→ Required work: Format every row below as a Markdown table with two columns, Index and Content. Put the row number in Index and the line in Content, and leave out blank lines and the pictures.
-------- Provided material --------
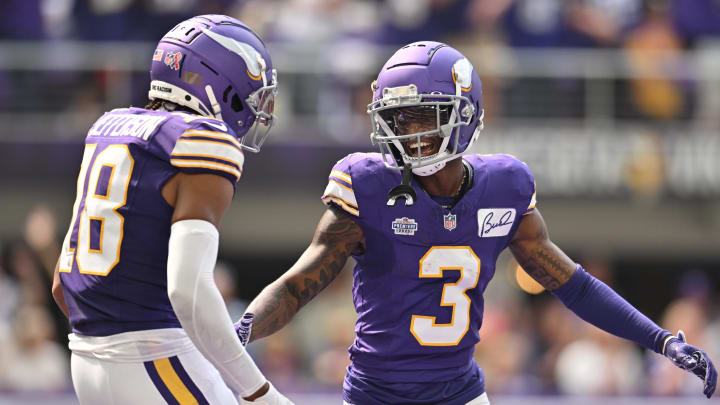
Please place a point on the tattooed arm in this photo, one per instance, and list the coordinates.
(336, 237)
(588, 297)
(538, 255)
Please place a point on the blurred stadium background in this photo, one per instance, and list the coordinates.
(614, 105)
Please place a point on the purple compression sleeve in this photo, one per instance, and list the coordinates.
(596, 303)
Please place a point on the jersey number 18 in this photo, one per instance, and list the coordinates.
(99, 226)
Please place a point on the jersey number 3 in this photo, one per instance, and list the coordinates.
(99, 226)
(436, 260)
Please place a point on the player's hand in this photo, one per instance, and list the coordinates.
(271, 397)
(693, 359)
(243, 327)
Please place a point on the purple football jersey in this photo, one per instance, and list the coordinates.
(418, 288)
(113, 264)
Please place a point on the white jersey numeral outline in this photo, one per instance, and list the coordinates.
(102, 208)
(438, 259)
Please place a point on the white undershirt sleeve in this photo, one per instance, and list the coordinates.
(200, 308)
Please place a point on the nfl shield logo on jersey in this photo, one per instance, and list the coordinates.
(450, 221)
(404, 226)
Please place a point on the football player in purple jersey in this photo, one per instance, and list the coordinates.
(425, 250)
(135, 274)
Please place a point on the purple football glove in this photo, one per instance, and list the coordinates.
(693, 359)
(243, 327)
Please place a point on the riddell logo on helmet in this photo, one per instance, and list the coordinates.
(172, 59)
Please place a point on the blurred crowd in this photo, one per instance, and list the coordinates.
(653, 82)
(530, 343)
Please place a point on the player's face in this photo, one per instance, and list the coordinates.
(414, 120)
(428, 145)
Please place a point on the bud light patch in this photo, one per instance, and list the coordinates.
(404, 226)
(172, 60)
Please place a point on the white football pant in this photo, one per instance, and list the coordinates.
(123, 369)
(481, 400)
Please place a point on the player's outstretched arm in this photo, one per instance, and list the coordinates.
(336, 237)
(199, 202)
(598, 304)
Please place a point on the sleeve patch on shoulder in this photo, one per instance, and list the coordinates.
(341, 195)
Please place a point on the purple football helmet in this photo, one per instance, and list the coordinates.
(218, 67)
(426, 76)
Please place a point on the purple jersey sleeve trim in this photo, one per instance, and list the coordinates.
(596, 303)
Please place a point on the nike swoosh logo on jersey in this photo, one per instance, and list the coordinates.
(221, 127)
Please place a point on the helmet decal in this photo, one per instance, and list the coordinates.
(417, 106)
(462, 74)
(217, 66)
(254, 62)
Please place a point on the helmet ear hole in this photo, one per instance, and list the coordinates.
(236, 104)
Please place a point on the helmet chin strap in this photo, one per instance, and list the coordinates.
(213, 102)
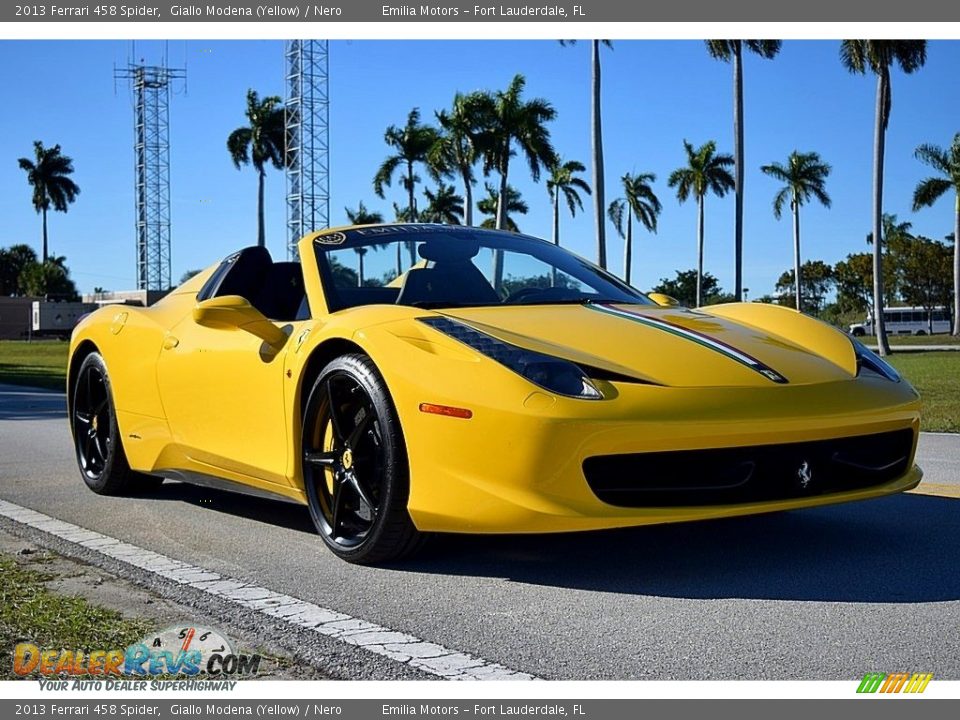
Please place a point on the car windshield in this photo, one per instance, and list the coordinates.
(443, 266)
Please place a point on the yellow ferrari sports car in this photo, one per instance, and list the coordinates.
(401, 380)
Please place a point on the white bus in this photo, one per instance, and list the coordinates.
(907, 321)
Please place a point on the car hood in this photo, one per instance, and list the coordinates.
(738, 345)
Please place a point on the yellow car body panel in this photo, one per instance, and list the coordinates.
(224, 403)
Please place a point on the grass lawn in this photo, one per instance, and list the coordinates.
(918, 340)
(935, 374)
(42, 363)
(29, 612)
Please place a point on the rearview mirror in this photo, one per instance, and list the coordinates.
(232, 312)
(663, 299)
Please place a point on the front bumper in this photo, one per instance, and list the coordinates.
(518, 467)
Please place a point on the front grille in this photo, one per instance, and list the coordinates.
(748, 474)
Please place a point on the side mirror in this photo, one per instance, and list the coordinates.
(232, 312)
(663, 300)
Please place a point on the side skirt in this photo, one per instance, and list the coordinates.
(218, 483)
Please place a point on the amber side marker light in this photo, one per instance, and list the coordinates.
(446, 410)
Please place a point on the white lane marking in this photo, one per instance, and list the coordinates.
(401, 647)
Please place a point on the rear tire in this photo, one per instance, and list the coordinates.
(96, 435)
(355, 465)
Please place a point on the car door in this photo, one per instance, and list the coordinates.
(222, 387)
(222, 392)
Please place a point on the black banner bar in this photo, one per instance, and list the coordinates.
(325, 11)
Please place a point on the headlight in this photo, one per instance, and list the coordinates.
(869, 361)
(556, 375)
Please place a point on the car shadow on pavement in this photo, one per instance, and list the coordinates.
(26, 403)
(899, 549)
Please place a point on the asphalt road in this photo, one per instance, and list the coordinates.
(825, 593)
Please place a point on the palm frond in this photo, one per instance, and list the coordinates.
(930, 190)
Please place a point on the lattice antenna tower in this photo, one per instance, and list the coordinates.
(151, 86)
(307, 139)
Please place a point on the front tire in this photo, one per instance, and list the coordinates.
(96, 435)
(355, 465)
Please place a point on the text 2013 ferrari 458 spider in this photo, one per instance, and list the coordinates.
(407, 379)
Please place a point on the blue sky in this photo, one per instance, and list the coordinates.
(655, 94)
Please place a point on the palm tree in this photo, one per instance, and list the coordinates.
(563, 180)
(48, 174)
(805, 176)
(596, 147)
(261, 141)
(412, 143)
(515, 121)
(894, 237)
(639, 201)
(443, 206)
(362, 216)
(457, 146)
(491, 207)
(878, 56)
(706, 170)
(732, 51)
(947, 163)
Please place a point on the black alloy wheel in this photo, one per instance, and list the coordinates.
(354, 464)
(96, 435)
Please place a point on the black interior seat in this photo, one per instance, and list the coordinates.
(453, 282)
(247, 272)
(281, 294)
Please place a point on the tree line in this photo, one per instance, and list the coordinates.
(483, 132)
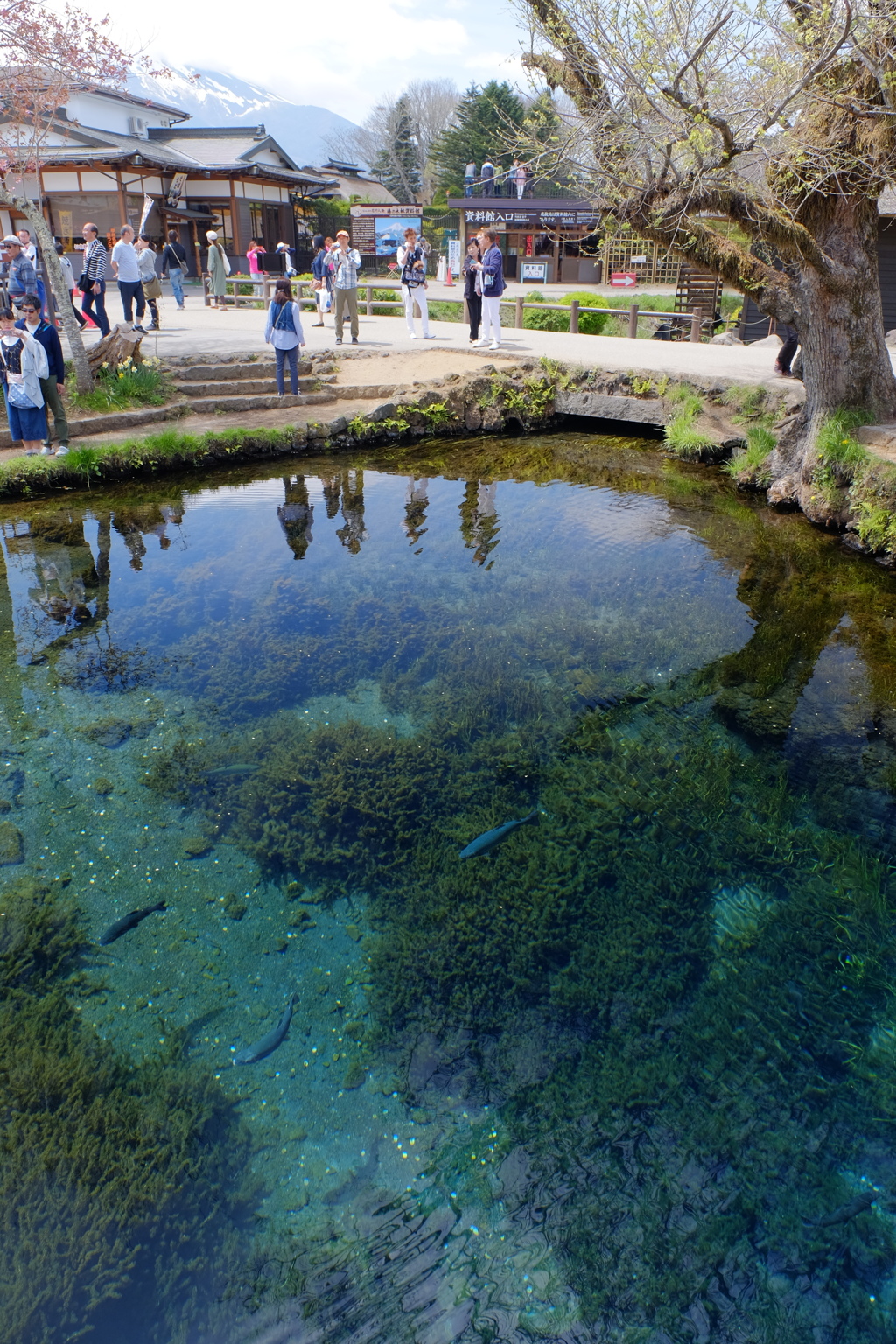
--------
→ Answer below:
| Index | Content |
|---|---|
| 1 | Please place a point on the tattooed arm in this photo, one per instance, and list the coordinates. |
| 2 | (336, 237) |
| 3 | (588, 297) |
| 4 | (538, 255) |
| 5 | Please place a point on the blurred stadium background in this photo, one per instance, and list the coordinates. |
| 6 | (614, 105) |
| 7 | Please place a point on the purple compression sleeve in this photo, one per instance, and list the coordinates. |
| 8 | (596, 303) |
| 9 | Please place a point on the jersey number 18 in this photo, one per instance, and list the coordinates. |
| 10 | (99, 226) |
| 11 | Please place a point on the jersey number 3 in this photo, one per instance, and list the coordinates. |
| 12 | (99, 226) |
| 13 | (436, 260) |
| 14 | Please place a point on the player's hand in this photo, one per instance, and list the coordinates. |
| 15 | (271, 397) |
| 16 | (693, 359) |
| 17 | (243, 327) |
| 18 | Please place a point on the purple football jersey in this photo, one per instance, and list the coordinates. |
| 19 | (418, 288) |
| 20 | (113, 264) |
| 21 | Please place a point on the white jersey numeral outline in this photo, one per instance, and list the coordinates. |
| 22 | (102, 208) |
| 23 | (438, 259) |
| 24 | Please place a point on the white undershirt sleeve in this photo, one per instance, and list the coordinates. |
| 25 | (200, 308) |
| 26 | Please place a point on the nfl shield logo on jersey in this photo, one per instance, and list the coordinates. |
| 27 | (450, 221) |
| 28 | (404, 226) |
| 29 | Please place a point on the football player in purple jersey in this photo, one per instance, and list the coordinates. |
| 30 | (425, 250) |
| 31 | (135, 274) |
| 32 | Please place a point on the purple football glove in this photo, one per instance, and list the coordinates. |
| 33 | (693, 359) |
| 34 | (243, 327) |
| 35 | Please place a point on the riddell logo on helmet in this photo, one per instance, and list the coordinates. |
| 36 | (172, 59) |
| 37 | Please place a point on the blurred crowd in this photo, one per instance, and list the coordinates. |
| 38 | (653, 82) |
| 39 | (530, 343) |
| 40 | Please place a point on the player's face in this photo, one per instance, and list the coordinates. |
| 41 | (414, 120) |
| 42 | (428, 145) |
| 43 | Please place a point on the bud light patch in this photo, one per instance, and list the coordinates. |
| 44 | (404, 226) |
| 45 | (172, 60) |
| 46 | Please place a point on the white football pant in this photo, one per instance, and list the coordinates. |
| 47 | (123, 369) |
| 48 | (481, 400) |
| 49 | Please place a point on the player's outstretched arm in this photo, one per instance, and list the coordinates. |
| 50 | (336, 237) |
| 51 | (199, 202) |
| 52 | (598, 304) |
| 53 | Please place a point on the sleeve patch on shoulder in this photo, one per instance, and list the coordinates. |
| 54 | (341, 195) |
| 55 | Please place a point on the purple football helmet in this photo, one per instance, and list the coordinates. |
| 56 | (218, 67) |
| 57 | (426, 76) |
| 58 | Please place a point on the purple jersey sleeve trim in this photo, one per instance, and list the coordinates. |
| 59 | (596, 303) |
| 60 | Please place a point on the nike swoosh logo on jersey in this photo, one per instance, and list the coordinates. |
| 61 | (221, 127) |
| 62 | Please place a point on the helmet decal in this photo, one per instance, and list the coordinates. |
| 63 | (417, 106) |
| 64 | (462, 74) |
| 65 | (217, 66) |
| 66 | (254, 62) |
| 67 | Please place a point on the helmet ear hole in this photo, one per instance, and list the coordinates. |
| 68 | (236, 104) |
| 69 | Please place a point on the helmet chin strap in this photo, one per instance, and list the coordinates. |
| 70 | (213, 102) |
| 71 | Please place a point on the car windshield in this photo, one per instance, and list the coordinates. |
| 72 | (443, 266) |
| 73 | Please place a point on the yellow ferrari sports car in this photo, one per instance, and list the coordinates. |
| 74 | (401, 380) |
| 75 | Please place a point on the white bus in this photo, one per instance, and list the coordinates. |
| 76 | (907, 321) |
| 77 | Please place a point on the car hood in this photo, one per instance, and list the coordinates. |
| 78 | (738, 345) |
| 79 | Please place a point on the yellow car body panel in this photo, one per instance, and list the coordinates. |
| 80 | (224, 403) |
| 81 | Please place a point on the grass lawn in this photo, one per instance, and list the coordinates. |
| 82 | (918, 340) |
| 83 | (935, 374) |
| 84 | (42, 363) |
| 85 | (29, 612) |
| 86 | Please place a point on the rearview mirror in this photo, one per instance, and list the coordinates. |
| 87 | (232, 312) |
| 88 | (663, 299) |
| 89 | Please place a point on the front bumper in this photo, one per instance, and list the coordinates. |
| 90 | (518, 467) |
| 91 | Please place a point on the front grille in this photo, one per instance, and list the coordinates. |
| 92 | (748, 474) |
| 93 | Please place a point on the side mirror in this photo, one per instance, and list the coordinates. |
| 94 | (232, 312) |
| 95 | (663, 300) |
| 96 | Please place a point on the side skirt in this photo, one per instance, and list the coordinates. |
| 97 | (218, 483) |
| 98 | Please place a point on the amber side marker light in this photo, one per instance, and list the coordinates. |
| 99 | (446, 410) |
| 100 | Please place a point on the white lane marking in this photo, one per instance, and list the coordinates. |
| 101 | (401, 647) |
| 102 | Please place a point on the rear tire in this photo, one per instance, and list the coordinates. |
| 103 | (96, 435) |
| 104 | (355, 465) |
| 105 | Please place a point on the car door in this photo, one per instance, and list the coordinates. |
| 106 | (222, 387) |
| 107 | (222, 392) |
| 108 | Please place a point on the black banner bar in this photo, one per instance, and list the coordinates. |
| 109 | (325, 11) |
| 110 | Please place a point on the headlight in this photo, one per instance, and list the coordinates. |
| 111 | (869, 361) |
| 112 | (556, 375) |
| 113 | Please place a point on the car shadow on pavement in this photo, one per instance, and list the coordinates. |
| 114 | (26, 403) |
| 115 | (899, 549) |
| 116 | Please place a point on the asphalt road in this photo, one per instance, and list the coordinates. |
| 117 | (825, 593) |
| 118 | Please place a point on the palm frond in this photo, one per instance, and list the coordinates. |
| 119 | (930, 190) |
| 120 | Please place a point on the lattice antenna tower in this photo, one per instance, and list the coordinates. |
| 121 | (151, 86) |
| 122 | (307, 139) |
| 123 | Please place a point on the front tire in this photo, one per instance, and list the coordinates. |
| 124 | (96, 435) |
| 125 | (355, 465) |
| 126 | Please place a point on the text 2013 ferrari 458 spider in this photo, one per instance, and list the coordinates. |
| 127 | (407, 379) |
| 128 | Please place a point on the blue sky in this photo, one per instance, and list the coordinates. |
| 129 | (655, 94) |
| 130 | Please place a point on the palm tree in this photo, one per instance, and list the coordinates. |
| 131 | (563, 180) |
| 132 | (48, 174) |
| 133 | (805, 176) |
| 134 | (596, 147) |
| 135 | (261, 141) |
| 136 | (412, 143) |
| 137 | (515, 121) |
| 138 | (894, 237) |
| 139 | (639, 201) |
| 140 | (443, 206) |
| 141 | (362, 216) |
| 142 | (457, 146) |
| 143 | (491, 207) |
| 144 | (878, 56) |
| 145 | (706, 170) |
| 146 | (732, 51) |
| 147 | (947, 163) |
| 148 | Please place a point on the black alloy wheel in this photo, one per instance, and list the coordinates. |
| 149 | (354, 464) |
| 150 | (96, 435) |
| 151 | Please place a point on the black interior seat in this photo, one per instance, and list the coordinates. |
| 152 | (453, 282) |
| 153 | (247, 272) |
| 154 | (281, 294) |
| 155 | Please place a point on the tree line in this photo, one per instance, and list the coordinates. |
| 156 | (483, 132) |